__Задание__. Изложите короче абзац из отрывка о «Евгении Онегине», начинающийся словами «Завершающие строки приведу ниже». Сохраните его основные факты.

__Отрывок текста__.
Прогулки с Евгением Онегиным — страница 49 из 89

Лишь кубок, говорят, остался

Один в живых из всех наград;

Из рук он в руки попадался

И даже часто невпопад,

Гулял, бродил по белу свету;

Но к настоящему поэту

Пришел, однако, на житье.

Ты с ним, счастливец, поживаешь,

В него ты через край вливаешь

Свое волшебное питье…

Вот так великодушно Катенин отдает свой поэтический кубок Пушкину – пушкинским же четырехстопным ямбом.

Из кубка, сделай одолженье,

Меня питьем своим напой;

Но не облей неосторожно:

Он, я слыхал, заворожен,

И смело пить тому лишь можно,

Кто сыном Фебовым рожден.

Невинным опытом сначала

Узнай – правдив ли этот слух:

Младых романтиков хоть двух

Проси отведать из бокала;

И, если капли не пролив,

Напьются милые свободно,

Тогда и слух, конечно, лжив,

(Значит, романтики – не поэты. – А.Б.)

И можно пить кому угодно;

Но, если, боже сохрани,

Замочат пазуху они, –

Тогда и я желанье кину,

В урок поставлю их беду

И вслед Ринальду-паладину

Благоразумием пойду:

Надеждой ослеплен пустою,

Опасным не прельщусь питьем

И, в дело не входя с судьбою,

Останусь лучше при своем.

Завершающие строки приведу ниже. Как уже отмечено, все это было направлено «любезнейшему Александру Сергеевичу» 27 марта 1828 года. Чтобы понять дальнейшее развитие событий и то, как это послание повлияло на историю создания «Евгения Онегина», следует завершить краткий разбор содержания этих двух катенинских опусов.

__Выдержки из записей__.
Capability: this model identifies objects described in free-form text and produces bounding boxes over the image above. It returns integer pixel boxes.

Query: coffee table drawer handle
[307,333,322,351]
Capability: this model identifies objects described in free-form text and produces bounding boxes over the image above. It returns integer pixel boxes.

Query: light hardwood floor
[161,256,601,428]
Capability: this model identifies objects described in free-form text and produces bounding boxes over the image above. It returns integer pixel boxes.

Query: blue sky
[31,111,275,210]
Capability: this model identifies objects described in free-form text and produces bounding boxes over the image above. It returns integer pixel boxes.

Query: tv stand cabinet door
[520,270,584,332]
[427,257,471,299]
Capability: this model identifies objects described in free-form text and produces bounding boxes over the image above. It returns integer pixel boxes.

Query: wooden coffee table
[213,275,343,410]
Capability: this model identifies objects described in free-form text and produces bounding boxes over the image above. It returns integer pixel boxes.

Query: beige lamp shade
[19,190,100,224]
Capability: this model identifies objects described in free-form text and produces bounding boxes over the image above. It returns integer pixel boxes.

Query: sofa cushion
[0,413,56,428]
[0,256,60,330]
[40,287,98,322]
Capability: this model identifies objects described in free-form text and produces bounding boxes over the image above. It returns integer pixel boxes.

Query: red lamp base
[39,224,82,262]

__Выполненное задание__. Заключительные строки будут приведены далее. Все это было адресовано «любезнейшему Александру Сергеевичу» 27 марта 1828 года. Чтобы понять дальнейший ход событий и влияние этого послания на историю создания «Евгения Онегина», нужно завершить краткий разбор обоих катенинских опусов.